**Problem 1:**
Copy out the article on narrow exchange networks, everything from "A dearth of" down to "in the exchanges.".
**Problem 2:**
For each statement, answer yes or no according to the article on narrow exchange networks, and quote the words that decide it: (a) Exchange plans had 24% fewer hospitals than off-exchange options. (b) Out-of-network care counts toward out-of-pocket maximums. (c) Dan Mendelson is a vice president of Avalere.

Narrow networks are more prevalent in public exchanges than the commercial market, and while this trend helps keep costs more manageable, it also significantly restricts any movement for consumers and could undermine network adequacy standards.

These conclusions are based on a new Avalere analysis of 2015 exchange plan enrollment in the nation’s the largest rating region. An average of 34% fewer providers in exchange plans relative to off-exchange options were found, along with 42% fewer oncologists and cardiologists; 32% fewer mental health and primary care providers; and 24% fewer hospitals.

A dearth of doctors in each of these categories, as well as in hospital systems, is expected to be considered by the Centers for Medicare and Medicaid Services when evaluating plans for compliance with network adequacy standards. The move is part of CMS’s annual guidance to plans seeking to participate in the exchanges.

“Plans continue to test new benefit designs in the exchange market,” said Dan Mendelson, Avalere CEO. “Given the new requirements put in place by the ACA, network design is one way plans can drive value-based care and keep premiums low.”

Also see: How to make the most of your narrow network

But there’s also concern about out-of-network visits not counting toward out-of-pocket limits under the Affordable Care Act. Avalere VP Elizabeth Carpenter, added the following caveat: “Patients should evaluate a plan’s provider network when picking insurance on the exchange. Out-of-network care does not accrue toward out-of-pocket maximums, leaving consumers vulnerable to high costs if they seek care from a provider not included in their plan’s network.”

Avalere compared the average number of primary care physicians, specialists and hospitals in exchange networks relative to group and individual markets outside the exchanges in Florida, California, Texas, Georgia and North Carolina. It also used provider network affiliation data for the 2015 plan year from Strenuus.

Saved dataset items:
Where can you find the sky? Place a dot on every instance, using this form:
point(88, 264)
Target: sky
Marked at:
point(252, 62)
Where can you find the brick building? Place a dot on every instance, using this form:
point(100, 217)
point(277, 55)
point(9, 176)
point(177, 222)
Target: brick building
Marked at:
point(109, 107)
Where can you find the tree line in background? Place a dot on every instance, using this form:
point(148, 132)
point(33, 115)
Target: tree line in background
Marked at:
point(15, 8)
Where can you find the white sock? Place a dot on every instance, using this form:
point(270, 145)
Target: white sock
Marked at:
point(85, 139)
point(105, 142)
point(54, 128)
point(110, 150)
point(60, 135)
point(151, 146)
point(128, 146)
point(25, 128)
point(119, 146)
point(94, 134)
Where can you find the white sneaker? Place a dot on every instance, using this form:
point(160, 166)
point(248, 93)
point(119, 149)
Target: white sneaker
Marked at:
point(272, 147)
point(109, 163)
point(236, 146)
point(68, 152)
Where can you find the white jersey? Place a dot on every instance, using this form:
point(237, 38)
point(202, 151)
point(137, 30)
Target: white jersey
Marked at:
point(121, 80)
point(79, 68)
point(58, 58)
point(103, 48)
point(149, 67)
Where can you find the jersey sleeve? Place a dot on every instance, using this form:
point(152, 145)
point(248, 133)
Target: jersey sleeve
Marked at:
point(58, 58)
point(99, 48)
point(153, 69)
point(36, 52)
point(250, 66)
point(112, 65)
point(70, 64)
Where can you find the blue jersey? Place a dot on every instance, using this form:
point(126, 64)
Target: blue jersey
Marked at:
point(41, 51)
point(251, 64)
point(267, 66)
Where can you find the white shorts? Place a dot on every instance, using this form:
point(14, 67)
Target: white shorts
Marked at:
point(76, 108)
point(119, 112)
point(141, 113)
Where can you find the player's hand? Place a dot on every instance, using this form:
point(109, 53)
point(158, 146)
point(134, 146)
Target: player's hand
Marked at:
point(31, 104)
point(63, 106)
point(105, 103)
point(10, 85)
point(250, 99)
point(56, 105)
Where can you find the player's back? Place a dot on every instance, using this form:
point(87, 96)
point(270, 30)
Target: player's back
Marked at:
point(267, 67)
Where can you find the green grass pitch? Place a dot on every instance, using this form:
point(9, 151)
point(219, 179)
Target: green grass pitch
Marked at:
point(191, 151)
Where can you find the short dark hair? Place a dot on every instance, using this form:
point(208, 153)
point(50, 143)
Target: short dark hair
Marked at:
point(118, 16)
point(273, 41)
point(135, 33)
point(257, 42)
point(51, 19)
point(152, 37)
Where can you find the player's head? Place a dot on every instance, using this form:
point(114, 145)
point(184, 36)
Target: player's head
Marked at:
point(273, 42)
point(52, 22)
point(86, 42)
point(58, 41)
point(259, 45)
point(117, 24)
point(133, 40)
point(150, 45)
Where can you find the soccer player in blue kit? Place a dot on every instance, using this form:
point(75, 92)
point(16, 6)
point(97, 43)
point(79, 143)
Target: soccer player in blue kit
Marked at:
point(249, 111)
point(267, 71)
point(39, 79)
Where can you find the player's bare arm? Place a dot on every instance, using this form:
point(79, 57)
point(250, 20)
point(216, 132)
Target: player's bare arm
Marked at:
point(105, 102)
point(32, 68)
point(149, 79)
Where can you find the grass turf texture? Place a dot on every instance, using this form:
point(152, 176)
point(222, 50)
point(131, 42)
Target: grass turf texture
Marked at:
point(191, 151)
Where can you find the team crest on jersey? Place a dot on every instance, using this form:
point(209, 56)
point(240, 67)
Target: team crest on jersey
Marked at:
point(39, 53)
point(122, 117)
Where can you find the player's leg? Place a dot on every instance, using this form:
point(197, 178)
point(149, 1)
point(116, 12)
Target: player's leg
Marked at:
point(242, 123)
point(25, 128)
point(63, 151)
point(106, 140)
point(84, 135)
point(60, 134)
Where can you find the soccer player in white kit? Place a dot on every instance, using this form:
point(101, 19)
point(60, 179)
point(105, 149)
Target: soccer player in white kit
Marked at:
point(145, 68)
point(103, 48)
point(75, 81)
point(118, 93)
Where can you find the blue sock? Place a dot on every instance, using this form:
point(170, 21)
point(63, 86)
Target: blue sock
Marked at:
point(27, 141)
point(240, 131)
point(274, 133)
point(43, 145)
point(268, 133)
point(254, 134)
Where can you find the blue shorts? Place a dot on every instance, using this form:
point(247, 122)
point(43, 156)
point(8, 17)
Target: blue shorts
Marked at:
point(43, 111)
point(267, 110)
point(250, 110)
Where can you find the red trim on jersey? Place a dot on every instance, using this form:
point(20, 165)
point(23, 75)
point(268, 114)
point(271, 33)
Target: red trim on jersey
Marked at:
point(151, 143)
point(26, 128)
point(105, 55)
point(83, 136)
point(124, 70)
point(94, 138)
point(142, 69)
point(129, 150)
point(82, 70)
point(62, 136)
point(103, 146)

**Written response 1:**
A dearth of doctors in each of these categories, as well as in hospital systems, is expected to be considered by the Centers for Medicare and Medicaid Services when evaluating plans for compliance with network adequacy standards. The move is part of CMS’s annual guidance to plans seeking to participate in the exchanges.

**Written response 2:**
(a) Yes: "and 24% fewer hospitals."
(b) No: "Out-of-network care does not accrue toward out-of-pocket maximums"
(c) No: "said Dan Mendelson, Avalere CEO."